> **The input**:
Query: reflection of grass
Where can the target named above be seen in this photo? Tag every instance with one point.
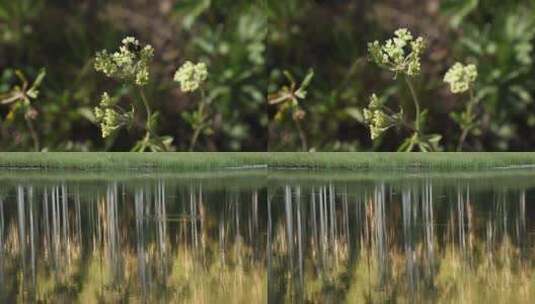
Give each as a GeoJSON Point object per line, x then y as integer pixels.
{"type": "Point", "coordinates": [216, 282]}
{"type": "Point", "coordinates": [113, 161]}
{"type": "Point", "coordinates": [436, 161]}
{"type": "Point", "coordinates": [197, 161]}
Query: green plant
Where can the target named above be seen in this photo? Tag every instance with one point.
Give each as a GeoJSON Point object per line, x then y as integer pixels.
{"type": "Point", "coordinates": [287, 101]}
{"type": "Point", "coordinates": [400, 55]}
{"type": "Point", "coordinates": [461, 79]}
{"type": "Point", "coordinates": [130, 65]}
{"type": "Point", "coordinates": [20, 98]}
{"type": "Point", "coordinates": [191, 78]}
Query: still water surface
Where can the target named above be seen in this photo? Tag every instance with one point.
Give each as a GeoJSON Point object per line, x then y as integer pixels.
{"type": "Point", "coordinates": [277, 238]}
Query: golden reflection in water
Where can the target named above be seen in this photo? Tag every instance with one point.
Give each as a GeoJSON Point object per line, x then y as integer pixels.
{"type": "Point", "coordinates": [60, 244]}
{"type": "Point", "coordinates": [162, 241]}
{"type": "Point", "coordinates": [406, 244]}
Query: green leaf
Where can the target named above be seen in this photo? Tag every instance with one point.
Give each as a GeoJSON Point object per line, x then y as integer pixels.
{"type": "Point", "coordinates": [355, 113]}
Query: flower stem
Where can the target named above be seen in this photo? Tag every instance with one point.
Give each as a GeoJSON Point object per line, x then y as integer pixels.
{"type": "Point", "coordinates": [149, 132]}
{"type": "Point", "coordinates": [197, 129]}
{"type": "Point", "coordinates": [302, 135]}
{"type": "Point", "coordinates": [33, 134]}
{"type": "Point", "coordinates": [147, 109]}
{"type": "Point", "coordinates": [466, 130]}
{"type": "Point", "coordinates": [416, 103]}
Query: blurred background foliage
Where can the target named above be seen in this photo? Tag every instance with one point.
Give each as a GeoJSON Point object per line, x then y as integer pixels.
{"type": "Point", "coordinates": [247, 46]}
{"type": "Point", "coordinates": [63, 37]}
{"type": "Point", "coordinates": [331, 37]}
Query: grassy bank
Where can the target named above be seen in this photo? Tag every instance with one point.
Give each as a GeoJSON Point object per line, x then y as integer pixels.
{"type": "Point", "coordinates": [211, 161]}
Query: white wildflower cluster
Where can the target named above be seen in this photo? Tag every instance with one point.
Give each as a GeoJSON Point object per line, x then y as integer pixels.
{"type": "Point", "coordinates": [461, 77]}
{"type": "Point", "coordinates": [131, 62]}
{"type": "Point", "coordinates": [400, 54]}
{"type": "Point", "coordinates": [191, 76]}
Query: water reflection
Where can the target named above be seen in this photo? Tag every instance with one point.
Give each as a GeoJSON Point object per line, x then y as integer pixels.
{"type": "Point", "coordinates": [153, 241]}
{"type": "Point", "coordinates": [282, 239]}
{"type": "Point", "coordinates": [410, 241]}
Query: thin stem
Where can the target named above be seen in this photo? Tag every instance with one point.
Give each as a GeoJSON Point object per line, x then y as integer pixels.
{"type": "Point", "coordinates": [147, 109]}
{"type": "Point", "coordinates": [148, 128]}
{"type": "Point", "coordinates": [33, 134]}
{"type": "Point", "coordinates": [302, 135]}
{"type": "Point", "coordinates": [198, 129]}
{"type": "Point", "coordinates": [469, 108]}
{"type": "Point", "coordinates": [416, 103]}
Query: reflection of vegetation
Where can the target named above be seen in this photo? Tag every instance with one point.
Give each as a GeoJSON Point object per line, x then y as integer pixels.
{"type": "Point", "coordinates": [94, 246]}
{"type": "Point", "coordinates": [64, 36]}
{"type": "Point", "coordinates": [407, 243]}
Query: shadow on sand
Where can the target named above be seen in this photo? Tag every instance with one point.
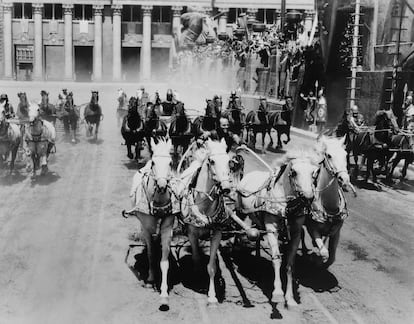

> **What the exercise asks**:
Search the records above for the word "reflection" and give the number of lines where it occurs, nothing else.

> **Result of this exercise**:
4